▶ _WORK TO DO_
Print each of the records below again line by line, keeping every character unchanged.

▶ _EXTRACTED ENTRIES_
== == ==
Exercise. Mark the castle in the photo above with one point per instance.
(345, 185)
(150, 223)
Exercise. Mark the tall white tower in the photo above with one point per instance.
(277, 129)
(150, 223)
== == ==
▶ _FINAL RESULT_
Exercise. Mark the castle in the photo above with one point per instance.
(345, 185)
(150, 223)
Exercise. Mark the tall white tower in the photo above with one point per instance.
(277, 129)
(150, 223)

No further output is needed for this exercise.